AIM OF THE EXERCISE >> In the memoir excerpt below, what degree did the writer earn from San José State College, and in what month and year?

SOURCE EXCERPT >>

● ● ● ● ● ● ●

I also became friends with the chair of the Meteorology Department in those days, Dr. Albert Miller.  He helped me tremendously by hiring me as a student assistant while I was an undergraduate, and later, as a graduate assistant in the synoptic lab.  Dr. Miller was like a 2nd dad to me.  Also key to being able to continue at San Jose State  was my former Rocketdyne supervisor, A. Dan Lucci, who re-hired me as a summer employee at Rocketdyne in 1967 after my first semester at San Jose State.

Another person whom I became good friends with at SJS due to working together, was C. Donald Ahrens, who was to go on and write the most popular meteorology book for 101 college classes in the nation, “Meteorology Today” and several other books.    His wife was to type the first chapter of his Meteorology Today book on my very own Hermes 3000 manual typewriter!

Don and I also worked together on tetroon (constant level balloon) paths in the Bay Area that disclosed where the onshore maritime air was going.  We worked in a corrugated metal building next to the football stadium far from the meteorology department.  To pass the otherwise tedious time, we had KGO-FM’s no commercials, top 40 radio station with DJ “Brother John” blaring.  And, we would break into song!  We really liked the Four Seasons, Western Union, by the Five Americans, and so many others that  we sang to many of them, harmonizing,  while our heads were down plotting tetroon paths.  I still smile thinking of those days.

In the summer of 1968, I worked for non-other than North American Weather Consultants under CEO, Robert D. Elliott.  That  summer Tor Bergeron came to visit!  For those readers who remember NAWC in Goleta, California, here’s the photo I took of the whole gang, Elliott, Bergeron, Keith Brown, Russ and Elona Shaefer, John Walter and others whose names I  can’t bring to the “surface:”

I’ve never had a job I loved as much as that summer one at NAWC, or people I had so much in common with there.   I also had a chance to meet the head of NAWC, the famous Robert D. Elliott, whom I came to admire so much while at NAWC.  My assignment at NAWC was mainly to draw weather maps of frontal systems coming into southern California and “lake effects” for the Great Salt Lake in winter.  I was in heaven.

Back at San Jose State in the fall of 1968, I started a tiny forecast blurb on the front page of the Spartan Daily.  It devolved into political satire at the suggestion of the Daily’s editor after one my forecasts, “…with the stratus, not the campus, burning off by noon.”  There had been some fires set in trash cans by protestors the day before on the San Jose State campus.   The Daily editor said I should do more of that, and off I went into some pretty lame stuff.  Oh, well; “let’s move along now, nothing to see here.”

I also began to write opinion pieces in the San Jose State Daily, mostly due to the encouragement of Prof.  Phil Wander, my speech teacher.  I deem him one of the most important influences in my life. He thought I had something to say, such as this from a talk I gave in his class:

I was also writing articles for the college paper on ending student funding of intercollegiate athletics due to Governor Reagan’s budget cuts, pollution and the effects on minorities (above), suggesting parking costs be based on the number of people in the car, and on the war in Vietnam, the latter as many others were.  My SJS experience is pretty much reprised in the “friendly” article below, miniaturized for the sake of humility, of which, I probably don’t have enough of:

I graduated from modest San José State College, as it was known then, with a Bachelor of Arts degree in meteorology in January 1969.   My grades, for so much effort I put into my meteorology classes with lots of math were,  nevertheless, mostly mediocre except in synoptic classes.  However,  I was a good weather map drawer and getting A’s in synoptic classes really helped raise my grade point average.

● ● ● ● ● ● ●

RECORDS SUPPLIED >>
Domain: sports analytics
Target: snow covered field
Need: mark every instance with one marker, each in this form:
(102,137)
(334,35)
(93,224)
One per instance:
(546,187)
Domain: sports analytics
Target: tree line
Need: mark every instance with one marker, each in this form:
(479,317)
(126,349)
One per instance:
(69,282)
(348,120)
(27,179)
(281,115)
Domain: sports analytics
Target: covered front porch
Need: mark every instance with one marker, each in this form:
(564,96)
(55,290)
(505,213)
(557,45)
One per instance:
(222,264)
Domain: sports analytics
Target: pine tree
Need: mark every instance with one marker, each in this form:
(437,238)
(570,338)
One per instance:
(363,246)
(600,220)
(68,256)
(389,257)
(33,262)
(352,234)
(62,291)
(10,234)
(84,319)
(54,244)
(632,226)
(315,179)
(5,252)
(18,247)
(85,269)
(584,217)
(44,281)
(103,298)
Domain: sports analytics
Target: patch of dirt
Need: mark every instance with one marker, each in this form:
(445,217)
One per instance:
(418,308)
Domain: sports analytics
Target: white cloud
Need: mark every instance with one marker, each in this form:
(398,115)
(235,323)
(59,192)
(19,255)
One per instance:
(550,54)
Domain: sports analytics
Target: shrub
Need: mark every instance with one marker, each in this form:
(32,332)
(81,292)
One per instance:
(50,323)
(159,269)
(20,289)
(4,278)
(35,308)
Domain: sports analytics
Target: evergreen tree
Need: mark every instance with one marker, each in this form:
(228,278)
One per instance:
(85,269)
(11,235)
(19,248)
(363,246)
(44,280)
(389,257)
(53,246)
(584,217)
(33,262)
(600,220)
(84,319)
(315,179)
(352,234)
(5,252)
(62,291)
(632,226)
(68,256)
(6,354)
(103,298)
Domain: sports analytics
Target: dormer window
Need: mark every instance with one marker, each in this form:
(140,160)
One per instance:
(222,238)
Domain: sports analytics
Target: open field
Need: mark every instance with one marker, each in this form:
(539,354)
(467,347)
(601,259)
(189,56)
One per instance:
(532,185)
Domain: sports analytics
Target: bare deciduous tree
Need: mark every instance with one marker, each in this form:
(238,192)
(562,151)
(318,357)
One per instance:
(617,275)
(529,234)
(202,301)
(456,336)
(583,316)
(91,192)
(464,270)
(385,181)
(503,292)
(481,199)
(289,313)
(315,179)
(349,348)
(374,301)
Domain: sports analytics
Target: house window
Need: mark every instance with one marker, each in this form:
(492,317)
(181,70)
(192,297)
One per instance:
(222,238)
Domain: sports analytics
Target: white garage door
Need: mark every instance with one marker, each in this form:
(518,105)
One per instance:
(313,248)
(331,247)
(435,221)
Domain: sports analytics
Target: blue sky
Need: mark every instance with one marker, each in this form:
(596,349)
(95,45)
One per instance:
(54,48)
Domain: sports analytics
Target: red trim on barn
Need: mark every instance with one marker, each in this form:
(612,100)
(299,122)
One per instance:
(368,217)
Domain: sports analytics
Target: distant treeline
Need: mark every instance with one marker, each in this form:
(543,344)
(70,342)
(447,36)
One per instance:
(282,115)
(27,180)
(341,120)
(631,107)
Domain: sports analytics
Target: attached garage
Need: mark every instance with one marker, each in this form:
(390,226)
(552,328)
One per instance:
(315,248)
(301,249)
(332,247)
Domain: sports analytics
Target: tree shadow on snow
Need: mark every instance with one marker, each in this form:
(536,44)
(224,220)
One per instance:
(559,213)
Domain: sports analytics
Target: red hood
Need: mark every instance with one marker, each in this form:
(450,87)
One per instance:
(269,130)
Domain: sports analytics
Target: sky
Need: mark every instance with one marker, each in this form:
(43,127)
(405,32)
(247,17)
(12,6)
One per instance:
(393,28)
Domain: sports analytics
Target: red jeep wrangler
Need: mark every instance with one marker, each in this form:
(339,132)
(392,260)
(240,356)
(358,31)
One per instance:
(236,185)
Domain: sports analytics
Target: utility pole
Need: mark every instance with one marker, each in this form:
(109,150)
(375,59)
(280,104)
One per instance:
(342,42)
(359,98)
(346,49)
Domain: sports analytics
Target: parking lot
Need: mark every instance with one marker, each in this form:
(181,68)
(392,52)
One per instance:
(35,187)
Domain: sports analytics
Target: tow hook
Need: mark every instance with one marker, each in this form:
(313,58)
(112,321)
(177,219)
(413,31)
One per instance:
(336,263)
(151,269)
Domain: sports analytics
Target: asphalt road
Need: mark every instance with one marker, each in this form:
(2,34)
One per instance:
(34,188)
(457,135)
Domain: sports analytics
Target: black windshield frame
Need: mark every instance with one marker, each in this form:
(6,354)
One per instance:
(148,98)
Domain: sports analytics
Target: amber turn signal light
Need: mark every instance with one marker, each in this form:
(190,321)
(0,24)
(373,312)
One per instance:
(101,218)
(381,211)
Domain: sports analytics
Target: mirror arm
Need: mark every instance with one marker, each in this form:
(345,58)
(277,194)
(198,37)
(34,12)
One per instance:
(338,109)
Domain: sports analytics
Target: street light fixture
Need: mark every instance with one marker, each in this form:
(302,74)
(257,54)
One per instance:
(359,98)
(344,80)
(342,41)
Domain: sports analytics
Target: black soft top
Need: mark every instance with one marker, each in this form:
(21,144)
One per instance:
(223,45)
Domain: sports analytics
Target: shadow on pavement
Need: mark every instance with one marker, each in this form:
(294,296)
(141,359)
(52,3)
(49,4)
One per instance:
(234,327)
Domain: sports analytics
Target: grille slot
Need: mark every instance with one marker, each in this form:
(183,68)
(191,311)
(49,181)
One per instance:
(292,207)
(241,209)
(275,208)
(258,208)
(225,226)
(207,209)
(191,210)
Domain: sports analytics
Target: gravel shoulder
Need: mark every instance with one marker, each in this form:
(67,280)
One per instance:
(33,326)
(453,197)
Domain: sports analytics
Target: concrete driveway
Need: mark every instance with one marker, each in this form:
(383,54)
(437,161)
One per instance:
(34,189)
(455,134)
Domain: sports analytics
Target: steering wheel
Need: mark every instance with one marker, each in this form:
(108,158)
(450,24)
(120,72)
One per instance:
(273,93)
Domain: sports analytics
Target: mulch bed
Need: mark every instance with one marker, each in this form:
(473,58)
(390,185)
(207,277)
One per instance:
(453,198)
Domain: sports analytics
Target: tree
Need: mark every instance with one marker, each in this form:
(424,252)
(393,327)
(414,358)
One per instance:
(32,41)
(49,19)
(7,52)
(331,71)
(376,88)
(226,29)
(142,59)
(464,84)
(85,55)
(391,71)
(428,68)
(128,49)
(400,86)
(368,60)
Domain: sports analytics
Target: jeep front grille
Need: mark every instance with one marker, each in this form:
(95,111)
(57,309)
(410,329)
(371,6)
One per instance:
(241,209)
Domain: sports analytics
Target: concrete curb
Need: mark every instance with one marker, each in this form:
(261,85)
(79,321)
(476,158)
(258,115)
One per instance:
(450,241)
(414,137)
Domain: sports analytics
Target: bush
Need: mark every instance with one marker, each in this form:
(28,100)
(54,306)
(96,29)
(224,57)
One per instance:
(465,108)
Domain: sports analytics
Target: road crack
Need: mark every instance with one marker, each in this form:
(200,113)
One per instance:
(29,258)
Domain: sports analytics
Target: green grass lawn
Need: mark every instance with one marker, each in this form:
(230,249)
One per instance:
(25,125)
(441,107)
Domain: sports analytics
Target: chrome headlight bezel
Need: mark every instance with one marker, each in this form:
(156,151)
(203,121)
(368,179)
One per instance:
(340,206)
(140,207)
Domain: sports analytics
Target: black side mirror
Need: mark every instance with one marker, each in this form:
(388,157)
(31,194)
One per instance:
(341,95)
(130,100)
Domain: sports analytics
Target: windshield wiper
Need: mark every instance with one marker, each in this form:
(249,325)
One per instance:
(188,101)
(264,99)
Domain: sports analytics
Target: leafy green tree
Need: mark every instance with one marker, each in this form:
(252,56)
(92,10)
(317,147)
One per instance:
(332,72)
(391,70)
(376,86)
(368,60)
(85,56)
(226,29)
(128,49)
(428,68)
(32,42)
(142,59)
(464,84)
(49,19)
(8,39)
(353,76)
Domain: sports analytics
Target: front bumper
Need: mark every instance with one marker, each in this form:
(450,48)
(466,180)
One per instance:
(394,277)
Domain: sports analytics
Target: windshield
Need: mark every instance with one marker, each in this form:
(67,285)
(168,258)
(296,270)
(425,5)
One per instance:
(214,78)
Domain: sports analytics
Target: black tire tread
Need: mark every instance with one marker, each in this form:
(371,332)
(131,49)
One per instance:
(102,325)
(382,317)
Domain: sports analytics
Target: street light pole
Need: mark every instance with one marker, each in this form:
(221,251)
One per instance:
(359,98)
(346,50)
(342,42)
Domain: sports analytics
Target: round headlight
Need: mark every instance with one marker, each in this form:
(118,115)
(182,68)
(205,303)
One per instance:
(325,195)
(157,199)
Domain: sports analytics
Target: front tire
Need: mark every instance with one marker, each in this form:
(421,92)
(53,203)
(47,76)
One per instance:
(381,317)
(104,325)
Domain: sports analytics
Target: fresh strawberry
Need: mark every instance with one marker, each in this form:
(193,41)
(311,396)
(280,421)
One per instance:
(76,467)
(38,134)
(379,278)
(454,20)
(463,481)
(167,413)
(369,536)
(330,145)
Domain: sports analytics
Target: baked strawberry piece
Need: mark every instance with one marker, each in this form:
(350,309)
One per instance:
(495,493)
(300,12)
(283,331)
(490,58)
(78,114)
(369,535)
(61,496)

● ● ● ● ● ● ●

SOLUTION >> A Bachelor of Arts degree in meteorology, in January 1969.